WHAT IS ASKED: According to the transcript, how many polling sites does Operation Saratoga include securing?

So I want to thank you for giving me a chance to visit with you. You just got to know the American people are proud of you. You've got tremendous support here at home. And there's nobody more proud of you than I am.

Let me ask you some questions, Captain, if you don't mind. One of the, you know, questions I have is about the pre-election operations, about what you've been doing, and what are the -- what's your strategy, and how do you think it's going for -- to make sure the people have a chance to vote.

By the way, you're in Tikrit, as I understand it, as well. It's kind of an interesting place to be. It's Saddam's old stomping grounds.

CAPTAIN KENNEDY: Good morning, Mr. President, from Tikrit. I'm Captain Brent Kennedy. To my right is Sergeant Major Akeel from the 5th Iraqi Army Division. We're working together here with the Iraqis in Task Force Liberty for the upcoming referendum. We're surging an operation, called Operation Saratoga, that includes the securing of over 1,250 polling sites. We're working right alongside with the Iraqis as they lead the way in securing these sites.

THE PRESIDENT: That's good. And so, like -- I mean, and so the vote is in less than 48 hours -- or about 48 hours, I guess. And so how do you -- how would -- are you confident? I mean, how do you feel the operations are going?

CAPTAIN KENNEDY: Mr. President, I'm going to field that question to Captain Smith.

THE PRESIDENT: I didn't want to give you -- I didn't want to throw you a hardball there, Captain.

CAPTAIN SMITH: Morning, Mr. President. I'm Captain Dave Smith from Grand Rapids , Michigan. I'm representing the 3rd Brigade Combat Team here in -- headquartered in Baqubah.

THE PRESIDENT: Right.

CAPTAIN SMITH: I work directly with the Iraqi army. I am responsible for coordinating all their security responses in our area of operations.

Sir, our Iraqi partners have been conducting battalion and Brigade-size operations since April. They have been planning and coordinating with other Iraqi security forces, such as the Iraqi police and local government agencies, preparing for this referendum. Sir, we as coalition forces, we have taken a supporting role only as they prepare to execute this referendum.

THE PRESIDENT: How are they doing? Give us an assessment. One of the things, Captain, that people in America want to know is, one, do the Iraqis want to fight, and are they capable of fighting. And maybe somebody can give us an appraisal.

CAPTAIN KENNEDY: Mr. President, I'm going to field that question to Captain Pratt.

CAPTAIN PRATT: Good morning, Mr. President. My name is Captain Steven Pratt from Pocatello, Idaho, serving with the 116th Brigade Combat Team as the Iraqi army coordinator. The Iraqi army and police services, along with coalition support, have conducted many and multiple exercises and rehearsals. Recently we've conducted a command post exercise in which we brought together these Iraqi security forces with emergency service units, and the joint coordination center, in which we all sat around a model and discussed what each one would do at their specific location and what they would do at the referendum.

It was impressive to me to see the cooperation and the communication that took place among the Iraqi forces. Along with the coalition's backing them, we'll have a very successful and effective referendum vote.

MATERIAL SHOWN:

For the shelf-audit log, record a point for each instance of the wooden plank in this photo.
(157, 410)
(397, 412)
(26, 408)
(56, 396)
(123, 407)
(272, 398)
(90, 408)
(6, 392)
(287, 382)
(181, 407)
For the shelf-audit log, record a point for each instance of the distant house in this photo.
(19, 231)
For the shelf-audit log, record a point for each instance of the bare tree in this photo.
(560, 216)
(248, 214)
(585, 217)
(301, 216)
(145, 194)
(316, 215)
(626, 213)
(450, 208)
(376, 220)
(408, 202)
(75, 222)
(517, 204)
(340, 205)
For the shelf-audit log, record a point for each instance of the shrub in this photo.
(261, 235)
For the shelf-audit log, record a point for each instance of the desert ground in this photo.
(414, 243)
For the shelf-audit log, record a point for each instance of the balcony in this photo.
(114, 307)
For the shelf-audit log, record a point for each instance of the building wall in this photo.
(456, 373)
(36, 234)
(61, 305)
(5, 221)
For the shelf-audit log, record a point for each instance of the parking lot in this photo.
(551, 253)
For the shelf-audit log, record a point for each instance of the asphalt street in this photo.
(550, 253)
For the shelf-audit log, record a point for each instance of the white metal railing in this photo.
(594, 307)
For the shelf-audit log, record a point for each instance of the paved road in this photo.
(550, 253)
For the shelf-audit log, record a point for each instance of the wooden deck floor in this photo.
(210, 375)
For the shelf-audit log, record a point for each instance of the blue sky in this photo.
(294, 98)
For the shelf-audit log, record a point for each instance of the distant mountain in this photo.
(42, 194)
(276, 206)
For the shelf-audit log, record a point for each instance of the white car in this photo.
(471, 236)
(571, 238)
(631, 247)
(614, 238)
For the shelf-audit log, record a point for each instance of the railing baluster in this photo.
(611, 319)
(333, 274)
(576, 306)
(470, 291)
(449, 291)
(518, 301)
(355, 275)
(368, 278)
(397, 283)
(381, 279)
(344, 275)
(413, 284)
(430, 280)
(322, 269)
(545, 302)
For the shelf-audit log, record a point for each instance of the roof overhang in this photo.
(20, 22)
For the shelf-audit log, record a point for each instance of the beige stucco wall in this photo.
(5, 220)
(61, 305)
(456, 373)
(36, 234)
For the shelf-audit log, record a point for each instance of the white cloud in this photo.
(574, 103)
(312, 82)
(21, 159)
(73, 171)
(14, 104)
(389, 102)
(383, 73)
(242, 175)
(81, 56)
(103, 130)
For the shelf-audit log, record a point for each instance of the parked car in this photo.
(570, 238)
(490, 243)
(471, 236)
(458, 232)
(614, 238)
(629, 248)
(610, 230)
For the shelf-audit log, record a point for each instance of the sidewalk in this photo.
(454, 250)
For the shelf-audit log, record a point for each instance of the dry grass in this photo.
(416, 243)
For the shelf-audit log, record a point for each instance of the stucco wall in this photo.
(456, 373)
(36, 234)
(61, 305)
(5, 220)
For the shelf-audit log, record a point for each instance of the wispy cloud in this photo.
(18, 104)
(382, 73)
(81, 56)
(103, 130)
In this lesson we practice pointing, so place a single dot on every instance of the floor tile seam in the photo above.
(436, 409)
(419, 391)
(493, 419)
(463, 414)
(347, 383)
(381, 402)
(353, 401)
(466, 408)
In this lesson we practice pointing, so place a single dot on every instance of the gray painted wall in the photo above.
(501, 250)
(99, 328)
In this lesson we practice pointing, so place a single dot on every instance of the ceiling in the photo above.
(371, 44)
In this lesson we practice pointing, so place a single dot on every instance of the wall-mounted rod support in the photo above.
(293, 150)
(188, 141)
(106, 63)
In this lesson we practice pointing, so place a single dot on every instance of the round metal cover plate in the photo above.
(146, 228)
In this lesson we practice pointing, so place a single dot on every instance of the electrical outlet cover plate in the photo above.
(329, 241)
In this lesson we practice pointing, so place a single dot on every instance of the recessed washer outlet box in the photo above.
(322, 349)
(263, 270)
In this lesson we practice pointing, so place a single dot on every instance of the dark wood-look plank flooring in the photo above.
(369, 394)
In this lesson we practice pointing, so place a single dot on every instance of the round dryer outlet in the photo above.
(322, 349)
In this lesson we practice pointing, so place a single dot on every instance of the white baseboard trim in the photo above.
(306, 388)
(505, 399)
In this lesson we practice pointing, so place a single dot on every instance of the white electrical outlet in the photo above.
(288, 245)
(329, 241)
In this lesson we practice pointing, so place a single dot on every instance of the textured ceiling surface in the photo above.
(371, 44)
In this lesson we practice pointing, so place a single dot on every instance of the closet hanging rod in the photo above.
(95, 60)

RESPONSE TO THIS EXERCISE: Over 1,250 polling sites.